Exercise requirements:
Copy every line of the following data that includes the string "trousers".

Material for this exercise:

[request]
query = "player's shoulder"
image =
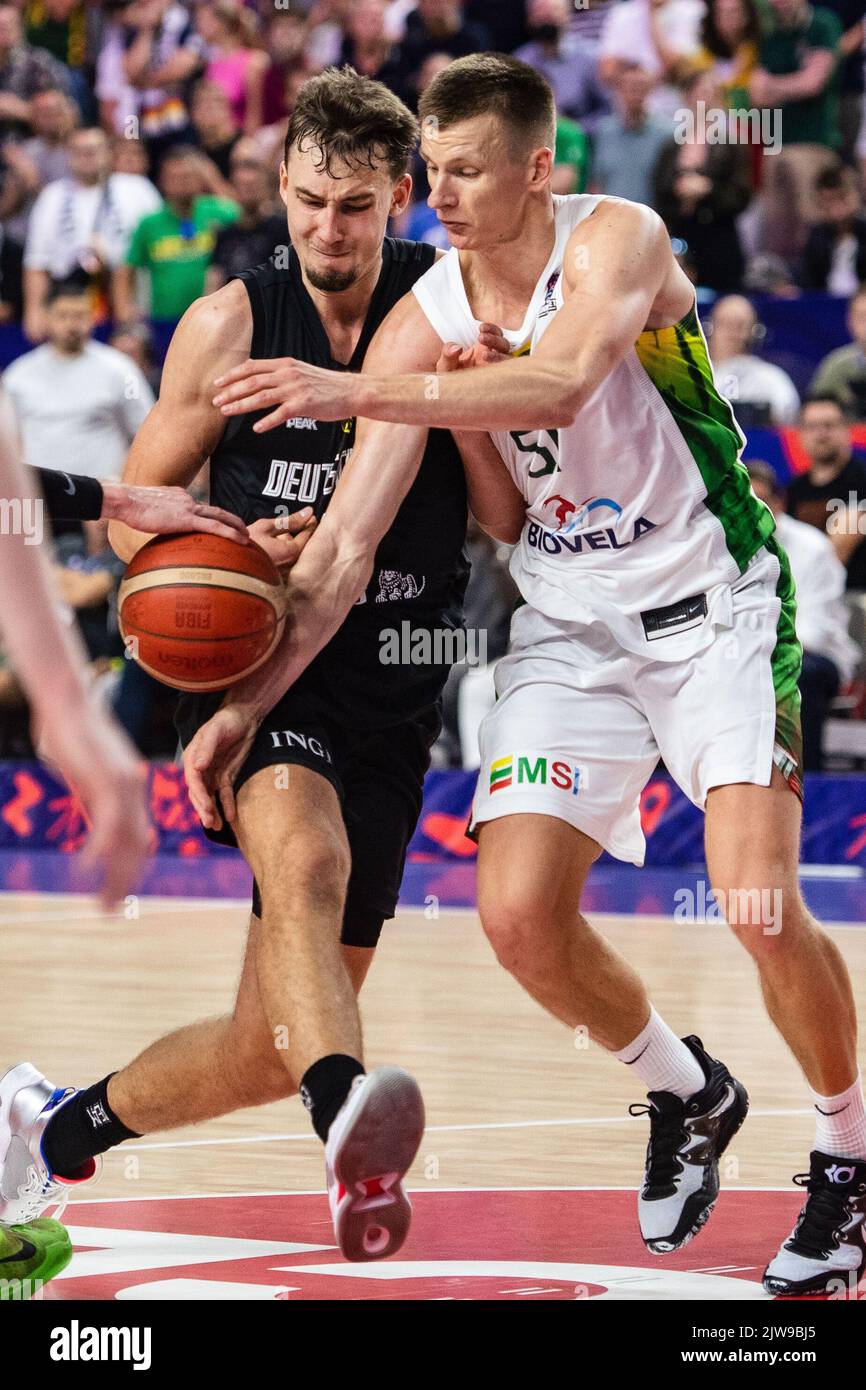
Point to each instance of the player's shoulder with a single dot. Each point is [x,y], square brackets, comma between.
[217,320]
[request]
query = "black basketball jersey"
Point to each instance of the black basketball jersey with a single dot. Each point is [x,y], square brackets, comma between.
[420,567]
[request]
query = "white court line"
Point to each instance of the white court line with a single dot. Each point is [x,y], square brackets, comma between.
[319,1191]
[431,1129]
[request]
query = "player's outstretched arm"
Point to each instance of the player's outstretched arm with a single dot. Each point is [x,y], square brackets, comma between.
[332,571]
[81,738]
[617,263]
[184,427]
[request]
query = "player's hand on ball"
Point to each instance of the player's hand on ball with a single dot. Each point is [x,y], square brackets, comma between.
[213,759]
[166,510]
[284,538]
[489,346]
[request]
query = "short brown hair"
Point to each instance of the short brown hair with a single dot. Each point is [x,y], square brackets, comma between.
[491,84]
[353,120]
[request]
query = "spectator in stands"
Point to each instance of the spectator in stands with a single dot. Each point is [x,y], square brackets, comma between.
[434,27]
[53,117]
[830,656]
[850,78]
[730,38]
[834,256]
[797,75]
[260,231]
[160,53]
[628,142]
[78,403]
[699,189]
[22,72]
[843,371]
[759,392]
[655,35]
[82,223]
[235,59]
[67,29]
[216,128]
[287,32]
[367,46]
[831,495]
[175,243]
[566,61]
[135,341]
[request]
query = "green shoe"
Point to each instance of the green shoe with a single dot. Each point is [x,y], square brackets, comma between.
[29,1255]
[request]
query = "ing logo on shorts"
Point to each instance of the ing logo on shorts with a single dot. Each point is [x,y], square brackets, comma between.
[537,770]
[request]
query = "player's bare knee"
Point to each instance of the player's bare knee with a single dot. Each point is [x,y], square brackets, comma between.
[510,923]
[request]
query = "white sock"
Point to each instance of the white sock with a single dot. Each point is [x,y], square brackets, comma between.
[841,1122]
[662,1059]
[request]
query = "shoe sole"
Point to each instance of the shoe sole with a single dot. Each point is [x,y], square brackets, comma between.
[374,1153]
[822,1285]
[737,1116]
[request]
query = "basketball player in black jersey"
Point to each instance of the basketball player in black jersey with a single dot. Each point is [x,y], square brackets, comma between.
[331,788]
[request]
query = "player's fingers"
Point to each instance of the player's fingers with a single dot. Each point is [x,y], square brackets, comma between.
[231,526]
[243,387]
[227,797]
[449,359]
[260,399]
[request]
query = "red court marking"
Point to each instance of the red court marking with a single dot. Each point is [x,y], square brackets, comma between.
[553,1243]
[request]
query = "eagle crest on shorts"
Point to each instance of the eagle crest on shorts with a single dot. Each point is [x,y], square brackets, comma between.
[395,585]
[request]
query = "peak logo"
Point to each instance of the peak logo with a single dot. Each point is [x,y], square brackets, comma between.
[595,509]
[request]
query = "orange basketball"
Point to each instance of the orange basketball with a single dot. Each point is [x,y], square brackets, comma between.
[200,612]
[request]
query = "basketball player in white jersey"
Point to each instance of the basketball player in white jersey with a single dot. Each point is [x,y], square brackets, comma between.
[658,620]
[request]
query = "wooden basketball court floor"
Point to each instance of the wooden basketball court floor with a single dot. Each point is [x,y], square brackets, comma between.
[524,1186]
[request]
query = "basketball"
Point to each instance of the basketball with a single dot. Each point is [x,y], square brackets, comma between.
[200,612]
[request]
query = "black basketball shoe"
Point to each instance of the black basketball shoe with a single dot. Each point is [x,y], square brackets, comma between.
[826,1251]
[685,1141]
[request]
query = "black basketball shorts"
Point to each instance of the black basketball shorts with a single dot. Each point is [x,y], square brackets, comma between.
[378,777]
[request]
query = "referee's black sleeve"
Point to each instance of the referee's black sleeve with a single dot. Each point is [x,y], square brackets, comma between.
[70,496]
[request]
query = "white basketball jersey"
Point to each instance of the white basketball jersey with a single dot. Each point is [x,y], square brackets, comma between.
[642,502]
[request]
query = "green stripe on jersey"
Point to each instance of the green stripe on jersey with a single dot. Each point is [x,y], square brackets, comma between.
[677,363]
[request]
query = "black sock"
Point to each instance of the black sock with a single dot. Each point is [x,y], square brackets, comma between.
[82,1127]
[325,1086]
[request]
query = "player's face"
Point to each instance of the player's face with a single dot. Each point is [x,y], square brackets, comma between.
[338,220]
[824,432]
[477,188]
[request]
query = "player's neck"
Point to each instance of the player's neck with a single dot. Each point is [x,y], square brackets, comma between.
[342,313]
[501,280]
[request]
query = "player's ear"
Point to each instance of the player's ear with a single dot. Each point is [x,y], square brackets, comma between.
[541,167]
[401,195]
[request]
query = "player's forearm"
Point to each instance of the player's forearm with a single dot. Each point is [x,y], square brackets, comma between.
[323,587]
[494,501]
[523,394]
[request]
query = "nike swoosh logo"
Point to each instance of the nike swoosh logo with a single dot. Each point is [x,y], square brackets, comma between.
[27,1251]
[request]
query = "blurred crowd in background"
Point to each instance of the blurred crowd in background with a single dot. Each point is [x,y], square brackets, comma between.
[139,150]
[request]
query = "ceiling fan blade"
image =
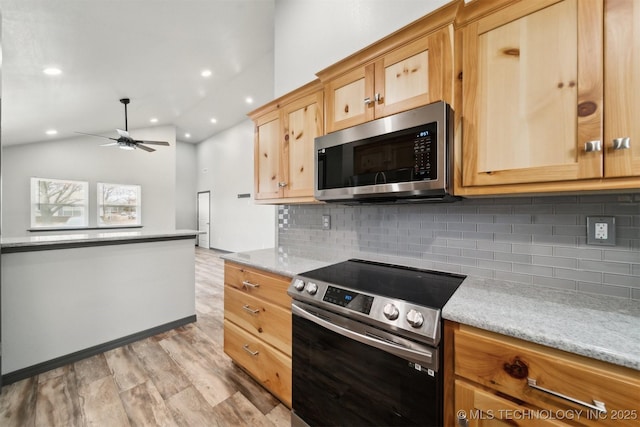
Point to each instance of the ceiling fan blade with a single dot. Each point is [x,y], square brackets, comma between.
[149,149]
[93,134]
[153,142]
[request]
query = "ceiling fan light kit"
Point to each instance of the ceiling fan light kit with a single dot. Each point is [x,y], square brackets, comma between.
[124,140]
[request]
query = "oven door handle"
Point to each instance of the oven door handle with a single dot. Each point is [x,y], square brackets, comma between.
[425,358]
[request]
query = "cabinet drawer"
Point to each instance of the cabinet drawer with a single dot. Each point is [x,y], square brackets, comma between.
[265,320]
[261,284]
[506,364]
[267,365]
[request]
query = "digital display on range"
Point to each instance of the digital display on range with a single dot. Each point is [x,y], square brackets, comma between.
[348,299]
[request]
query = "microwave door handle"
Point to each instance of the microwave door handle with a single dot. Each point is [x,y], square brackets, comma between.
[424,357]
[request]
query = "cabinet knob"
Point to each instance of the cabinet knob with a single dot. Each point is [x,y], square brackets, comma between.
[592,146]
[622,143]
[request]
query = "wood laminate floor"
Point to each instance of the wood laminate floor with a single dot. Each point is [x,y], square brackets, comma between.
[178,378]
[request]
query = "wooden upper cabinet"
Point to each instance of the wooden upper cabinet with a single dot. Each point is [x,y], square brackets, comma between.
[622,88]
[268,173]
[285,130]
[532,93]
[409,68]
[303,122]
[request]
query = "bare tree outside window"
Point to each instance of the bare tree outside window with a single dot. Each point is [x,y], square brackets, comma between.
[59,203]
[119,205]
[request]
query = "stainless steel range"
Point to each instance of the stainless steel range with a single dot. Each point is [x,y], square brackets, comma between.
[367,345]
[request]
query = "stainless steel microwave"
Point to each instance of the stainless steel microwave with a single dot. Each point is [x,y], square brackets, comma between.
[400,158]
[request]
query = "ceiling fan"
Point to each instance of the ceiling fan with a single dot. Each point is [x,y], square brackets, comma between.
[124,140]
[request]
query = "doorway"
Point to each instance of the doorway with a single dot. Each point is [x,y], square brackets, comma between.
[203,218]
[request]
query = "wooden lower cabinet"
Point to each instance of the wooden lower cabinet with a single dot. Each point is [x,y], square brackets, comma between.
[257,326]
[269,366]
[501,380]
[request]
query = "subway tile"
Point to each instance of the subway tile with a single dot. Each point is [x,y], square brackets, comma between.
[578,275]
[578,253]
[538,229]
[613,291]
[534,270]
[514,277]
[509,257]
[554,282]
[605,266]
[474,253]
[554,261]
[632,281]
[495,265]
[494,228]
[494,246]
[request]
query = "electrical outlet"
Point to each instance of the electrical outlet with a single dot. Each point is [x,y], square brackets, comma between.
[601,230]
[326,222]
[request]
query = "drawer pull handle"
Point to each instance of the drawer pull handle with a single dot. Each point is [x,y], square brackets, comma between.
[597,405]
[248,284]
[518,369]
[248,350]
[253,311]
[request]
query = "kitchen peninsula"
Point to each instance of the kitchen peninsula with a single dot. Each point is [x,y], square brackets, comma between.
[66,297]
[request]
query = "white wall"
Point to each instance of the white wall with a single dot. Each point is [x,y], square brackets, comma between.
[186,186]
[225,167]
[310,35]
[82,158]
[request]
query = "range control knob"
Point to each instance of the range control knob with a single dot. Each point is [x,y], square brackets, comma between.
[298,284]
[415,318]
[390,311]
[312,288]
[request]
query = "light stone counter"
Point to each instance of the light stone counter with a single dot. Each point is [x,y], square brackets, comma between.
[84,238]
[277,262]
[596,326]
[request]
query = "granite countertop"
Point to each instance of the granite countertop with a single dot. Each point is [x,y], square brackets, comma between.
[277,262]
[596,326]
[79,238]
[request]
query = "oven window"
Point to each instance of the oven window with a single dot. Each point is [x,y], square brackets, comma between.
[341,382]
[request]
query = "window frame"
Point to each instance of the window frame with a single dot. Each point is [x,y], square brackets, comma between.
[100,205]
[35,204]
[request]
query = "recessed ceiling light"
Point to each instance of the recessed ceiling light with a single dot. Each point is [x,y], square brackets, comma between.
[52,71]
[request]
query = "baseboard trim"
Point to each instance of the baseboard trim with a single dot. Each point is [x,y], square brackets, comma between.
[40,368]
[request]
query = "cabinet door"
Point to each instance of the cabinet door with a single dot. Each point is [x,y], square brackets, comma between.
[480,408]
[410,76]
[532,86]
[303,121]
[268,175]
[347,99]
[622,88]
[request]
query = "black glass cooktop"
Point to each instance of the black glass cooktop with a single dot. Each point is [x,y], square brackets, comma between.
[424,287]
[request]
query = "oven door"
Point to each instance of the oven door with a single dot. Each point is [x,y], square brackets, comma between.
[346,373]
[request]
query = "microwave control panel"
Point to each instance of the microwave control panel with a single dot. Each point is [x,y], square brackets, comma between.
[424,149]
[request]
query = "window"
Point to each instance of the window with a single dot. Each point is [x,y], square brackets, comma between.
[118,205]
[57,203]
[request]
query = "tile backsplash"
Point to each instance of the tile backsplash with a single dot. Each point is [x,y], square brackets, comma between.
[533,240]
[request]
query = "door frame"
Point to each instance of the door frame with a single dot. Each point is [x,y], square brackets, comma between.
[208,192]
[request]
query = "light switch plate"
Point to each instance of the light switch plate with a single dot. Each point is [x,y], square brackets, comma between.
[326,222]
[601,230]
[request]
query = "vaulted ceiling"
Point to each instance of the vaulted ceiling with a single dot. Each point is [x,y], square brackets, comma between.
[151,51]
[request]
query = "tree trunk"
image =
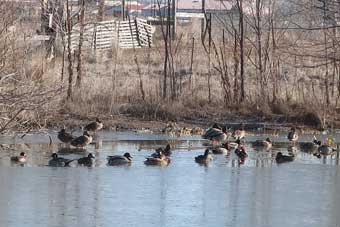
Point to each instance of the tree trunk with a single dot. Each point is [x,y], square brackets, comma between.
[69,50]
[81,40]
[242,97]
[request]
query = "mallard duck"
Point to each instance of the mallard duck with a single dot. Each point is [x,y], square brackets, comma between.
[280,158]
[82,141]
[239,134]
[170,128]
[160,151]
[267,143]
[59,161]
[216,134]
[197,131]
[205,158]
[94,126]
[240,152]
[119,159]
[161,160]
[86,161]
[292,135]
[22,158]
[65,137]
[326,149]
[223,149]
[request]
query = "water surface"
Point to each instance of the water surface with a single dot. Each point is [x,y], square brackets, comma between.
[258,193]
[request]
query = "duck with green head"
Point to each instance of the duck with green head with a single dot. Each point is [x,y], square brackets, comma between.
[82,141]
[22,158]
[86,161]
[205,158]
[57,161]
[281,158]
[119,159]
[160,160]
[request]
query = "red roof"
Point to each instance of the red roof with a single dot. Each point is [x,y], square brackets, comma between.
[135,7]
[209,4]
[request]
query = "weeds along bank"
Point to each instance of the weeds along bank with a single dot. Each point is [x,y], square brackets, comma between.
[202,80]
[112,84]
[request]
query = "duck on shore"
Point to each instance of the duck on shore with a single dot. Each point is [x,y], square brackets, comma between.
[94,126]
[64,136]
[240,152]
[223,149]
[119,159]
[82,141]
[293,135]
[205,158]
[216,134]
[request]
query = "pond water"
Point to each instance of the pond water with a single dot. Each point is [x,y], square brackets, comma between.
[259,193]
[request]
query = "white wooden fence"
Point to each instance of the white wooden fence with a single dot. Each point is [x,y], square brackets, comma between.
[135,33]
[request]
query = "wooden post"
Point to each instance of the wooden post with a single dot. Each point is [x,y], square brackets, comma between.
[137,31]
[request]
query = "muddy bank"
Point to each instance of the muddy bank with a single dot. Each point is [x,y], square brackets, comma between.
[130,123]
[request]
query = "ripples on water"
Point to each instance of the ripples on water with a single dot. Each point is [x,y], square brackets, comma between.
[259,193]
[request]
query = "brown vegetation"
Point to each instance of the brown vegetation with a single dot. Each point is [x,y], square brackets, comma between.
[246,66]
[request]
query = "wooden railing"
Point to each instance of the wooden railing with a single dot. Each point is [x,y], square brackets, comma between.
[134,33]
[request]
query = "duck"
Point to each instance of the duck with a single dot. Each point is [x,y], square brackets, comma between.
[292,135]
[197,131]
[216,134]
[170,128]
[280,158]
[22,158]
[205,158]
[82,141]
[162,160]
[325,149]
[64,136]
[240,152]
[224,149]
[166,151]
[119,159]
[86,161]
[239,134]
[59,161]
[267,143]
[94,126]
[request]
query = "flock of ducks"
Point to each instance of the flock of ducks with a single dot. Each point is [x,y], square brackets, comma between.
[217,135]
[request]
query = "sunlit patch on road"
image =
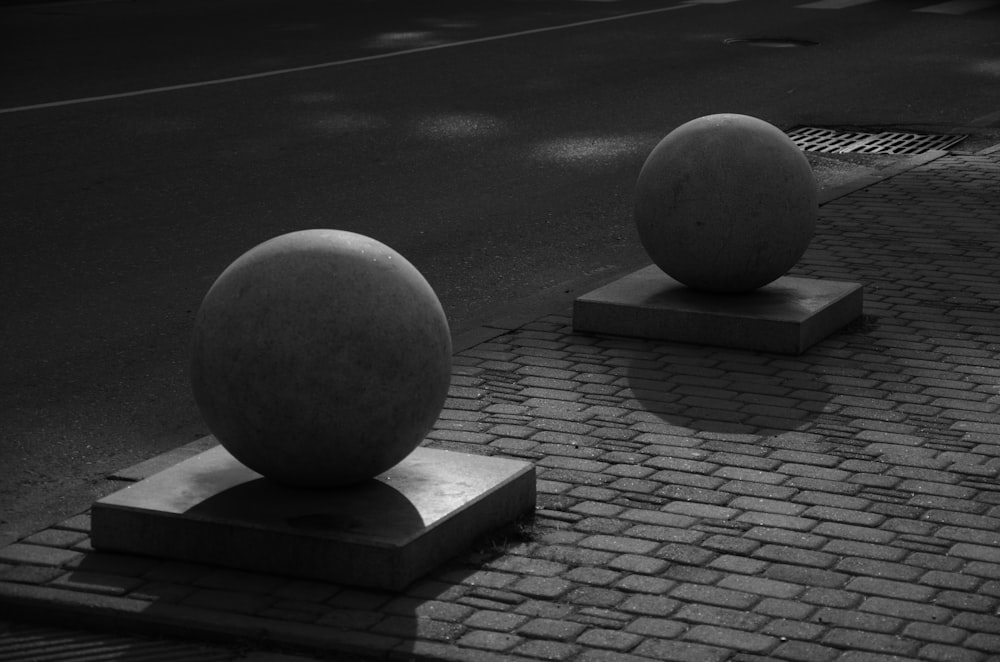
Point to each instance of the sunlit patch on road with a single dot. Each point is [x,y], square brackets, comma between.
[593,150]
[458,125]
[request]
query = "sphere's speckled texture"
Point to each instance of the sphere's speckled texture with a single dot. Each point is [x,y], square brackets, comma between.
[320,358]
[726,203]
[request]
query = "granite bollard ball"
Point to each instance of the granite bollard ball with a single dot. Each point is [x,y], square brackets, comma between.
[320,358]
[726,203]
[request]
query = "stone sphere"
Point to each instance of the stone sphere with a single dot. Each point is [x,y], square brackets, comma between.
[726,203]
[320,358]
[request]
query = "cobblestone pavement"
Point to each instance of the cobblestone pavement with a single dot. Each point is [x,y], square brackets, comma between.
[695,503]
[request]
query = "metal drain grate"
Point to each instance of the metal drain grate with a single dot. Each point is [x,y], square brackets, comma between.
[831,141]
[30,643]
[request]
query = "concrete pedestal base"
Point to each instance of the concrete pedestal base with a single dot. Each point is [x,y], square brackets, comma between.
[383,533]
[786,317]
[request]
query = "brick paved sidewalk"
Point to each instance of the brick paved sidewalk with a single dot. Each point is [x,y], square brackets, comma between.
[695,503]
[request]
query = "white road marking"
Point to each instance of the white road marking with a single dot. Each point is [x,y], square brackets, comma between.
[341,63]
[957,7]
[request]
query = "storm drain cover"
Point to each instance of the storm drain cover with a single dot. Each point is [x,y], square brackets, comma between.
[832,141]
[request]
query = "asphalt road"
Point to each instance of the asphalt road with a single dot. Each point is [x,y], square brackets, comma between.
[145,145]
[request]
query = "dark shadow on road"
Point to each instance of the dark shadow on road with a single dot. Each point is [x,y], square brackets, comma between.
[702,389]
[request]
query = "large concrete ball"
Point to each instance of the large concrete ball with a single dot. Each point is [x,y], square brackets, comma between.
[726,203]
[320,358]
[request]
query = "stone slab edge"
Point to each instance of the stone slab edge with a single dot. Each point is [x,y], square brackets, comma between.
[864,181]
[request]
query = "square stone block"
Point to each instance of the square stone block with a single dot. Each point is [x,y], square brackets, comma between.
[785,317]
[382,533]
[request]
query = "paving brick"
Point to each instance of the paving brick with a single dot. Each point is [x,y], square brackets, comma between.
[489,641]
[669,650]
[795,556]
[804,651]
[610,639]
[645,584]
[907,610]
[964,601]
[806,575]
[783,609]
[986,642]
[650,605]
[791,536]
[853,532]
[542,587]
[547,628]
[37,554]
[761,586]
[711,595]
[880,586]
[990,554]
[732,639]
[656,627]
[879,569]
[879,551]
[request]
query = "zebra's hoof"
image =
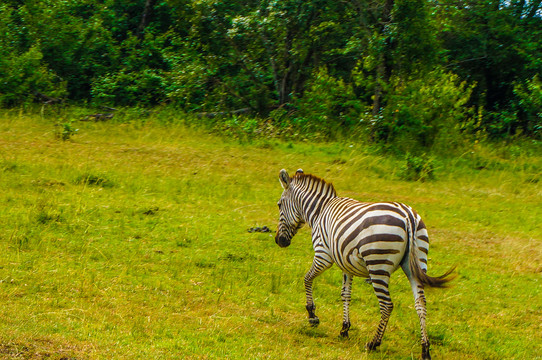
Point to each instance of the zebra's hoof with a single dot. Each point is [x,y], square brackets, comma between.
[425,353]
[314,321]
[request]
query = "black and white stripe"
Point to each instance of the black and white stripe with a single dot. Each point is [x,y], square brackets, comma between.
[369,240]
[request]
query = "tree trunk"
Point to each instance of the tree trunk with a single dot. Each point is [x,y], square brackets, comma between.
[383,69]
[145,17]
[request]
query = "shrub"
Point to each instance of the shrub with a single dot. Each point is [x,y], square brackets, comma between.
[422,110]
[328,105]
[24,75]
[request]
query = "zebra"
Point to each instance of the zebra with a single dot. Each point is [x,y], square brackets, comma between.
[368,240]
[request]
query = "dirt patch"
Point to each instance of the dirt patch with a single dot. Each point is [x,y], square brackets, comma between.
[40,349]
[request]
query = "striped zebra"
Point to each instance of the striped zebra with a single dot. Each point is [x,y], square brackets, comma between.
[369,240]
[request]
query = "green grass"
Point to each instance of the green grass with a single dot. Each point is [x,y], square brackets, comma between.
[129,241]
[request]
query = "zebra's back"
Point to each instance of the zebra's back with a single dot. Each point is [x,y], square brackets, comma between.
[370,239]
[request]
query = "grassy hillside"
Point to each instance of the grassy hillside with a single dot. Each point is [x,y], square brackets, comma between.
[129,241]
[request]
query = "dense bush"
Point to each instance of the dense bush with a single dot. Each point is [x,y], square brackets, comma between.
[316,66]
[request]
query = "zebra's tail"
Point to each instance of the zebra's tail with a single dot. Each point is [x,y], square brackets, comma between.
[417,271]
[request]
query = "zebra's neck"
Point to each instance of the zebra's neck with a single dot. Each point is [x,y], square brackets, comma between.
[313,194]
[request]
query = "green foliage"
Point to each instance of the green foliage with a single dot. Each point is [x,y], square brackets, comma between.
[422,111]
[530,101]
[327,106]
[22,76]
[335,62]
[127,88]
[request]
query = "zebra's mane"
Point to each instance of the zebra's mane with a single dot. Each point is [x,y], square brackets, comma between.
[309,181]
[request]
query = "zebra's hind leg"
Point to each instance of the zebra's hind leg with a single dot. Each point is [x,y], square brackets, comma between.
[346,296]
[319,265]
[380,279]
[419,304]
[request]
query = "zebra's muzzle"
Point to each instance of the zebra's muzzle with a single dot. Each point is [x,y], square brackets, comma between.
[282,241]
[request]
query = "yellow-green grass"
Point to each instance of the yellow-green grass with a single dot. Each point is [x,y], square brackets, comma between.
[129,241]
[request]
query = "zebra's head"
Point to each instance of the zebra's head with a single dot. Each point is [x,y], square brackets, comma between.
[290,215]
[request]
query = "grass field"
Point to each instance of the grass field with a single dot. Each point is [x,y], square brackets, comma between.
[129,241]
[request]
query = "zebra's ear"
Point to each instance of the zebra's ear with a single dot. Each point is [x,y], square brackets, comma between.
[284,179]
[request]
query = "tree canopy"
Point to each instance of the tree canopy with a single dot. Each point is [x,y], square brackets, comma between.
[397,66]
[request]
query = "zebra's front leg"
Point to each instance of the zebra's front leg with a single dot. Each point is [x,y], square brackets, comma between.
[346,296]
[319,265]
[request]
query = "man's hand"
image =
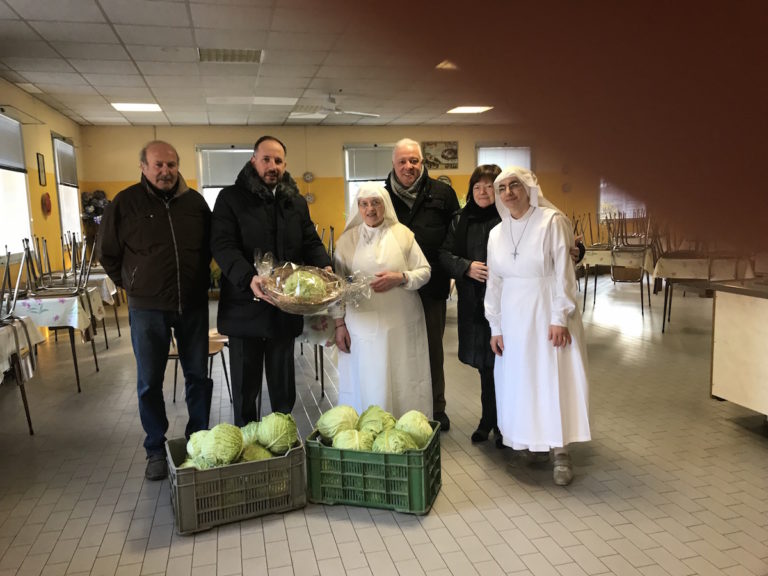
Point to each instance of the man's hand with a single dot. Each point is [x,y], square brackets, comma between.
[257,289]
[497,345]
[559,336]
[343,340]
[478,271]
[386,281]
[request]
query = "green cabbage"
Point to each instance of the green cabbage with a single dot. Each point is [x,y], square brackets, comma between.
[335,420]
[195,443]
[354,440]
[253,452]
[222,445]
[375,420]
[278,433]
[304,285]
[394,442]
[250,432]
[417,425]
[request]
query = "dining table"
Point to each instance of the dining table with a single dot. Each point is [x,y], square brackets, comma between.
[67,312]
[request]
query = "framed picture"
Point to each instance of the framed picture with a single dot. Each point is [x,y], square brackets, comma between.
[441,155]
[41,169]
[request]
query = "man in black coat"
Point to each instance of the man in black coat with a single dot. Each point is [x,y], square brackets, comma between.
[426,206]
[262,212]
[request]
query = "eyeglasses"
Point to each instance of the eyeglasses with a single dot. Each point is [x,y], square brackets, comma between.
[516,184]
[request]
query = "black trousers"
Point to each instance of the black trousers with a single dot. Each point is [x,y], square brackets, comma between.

Completed task:
query = "black trousers"
Point to each instance of the black trousers with a single dot. Each point is [x,y], square brackets, comma between.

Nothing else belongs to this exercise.